Exercise inputs:

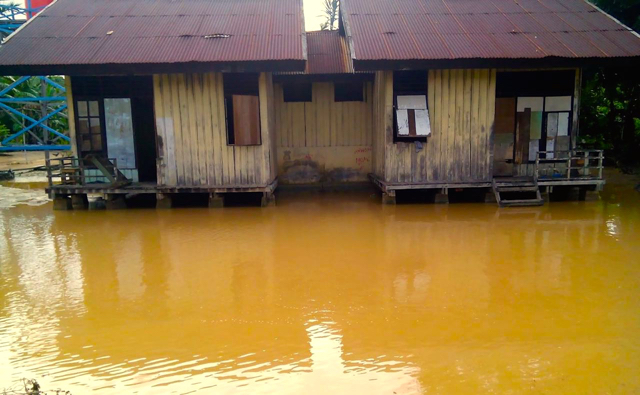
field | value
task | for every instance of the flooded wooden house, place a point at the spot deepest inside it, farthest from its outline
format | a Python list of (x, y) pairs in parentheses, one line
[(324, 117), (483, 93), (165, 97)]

* * *

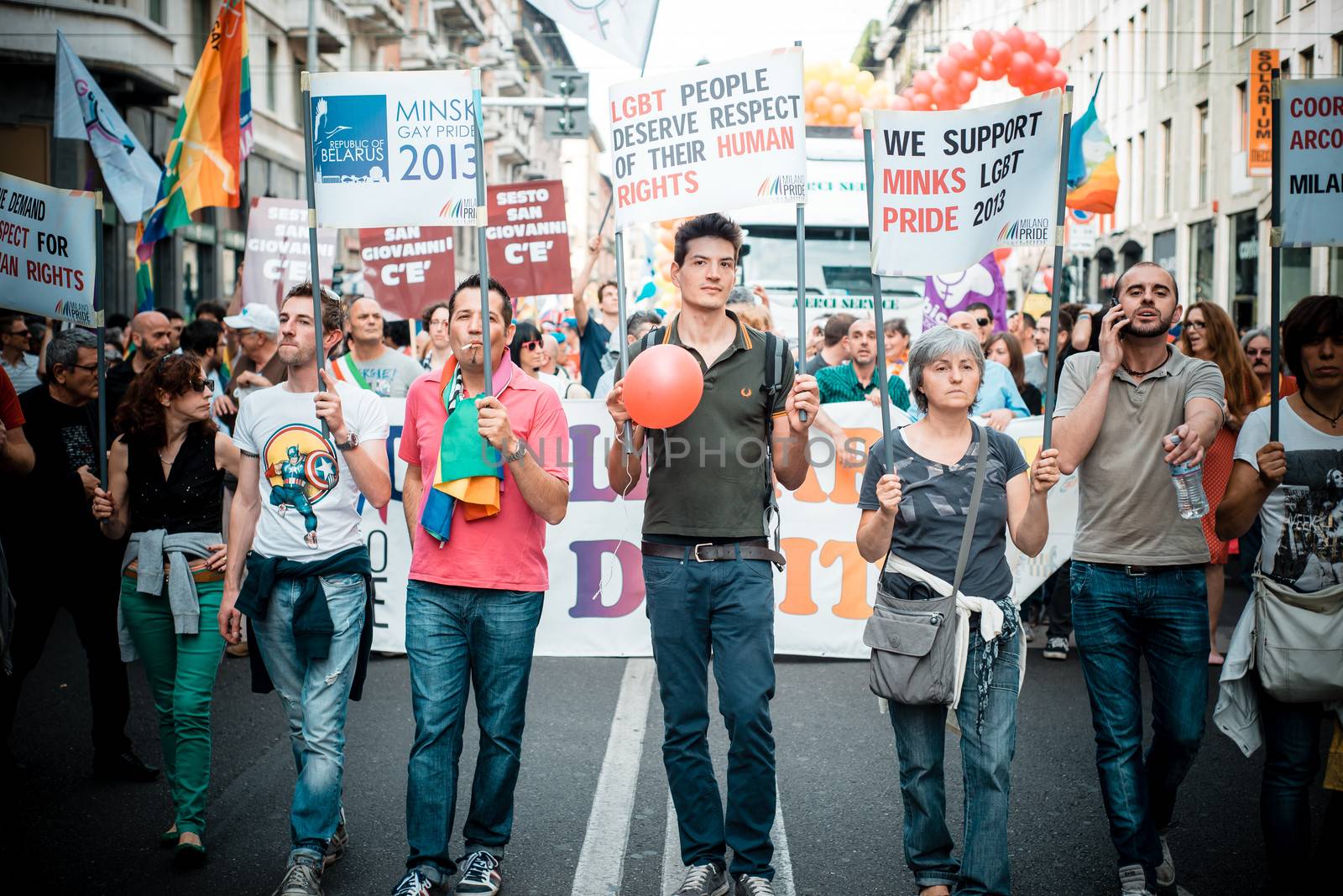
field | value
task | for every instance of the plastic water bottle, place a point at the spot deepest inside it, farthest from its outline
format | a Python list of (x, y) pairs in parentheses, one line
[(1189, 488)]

Exercise:
Locate every line in the records that contains the string "point" with its case matched, and copy each such line.

Problem solution:
task | for every instance of the flooded wooden house, place a point at the spot deepest inside it, farthest from its outline
task | for every instance of the plastic water bottle, place a point at the spot deepest inside it, farthest from its outline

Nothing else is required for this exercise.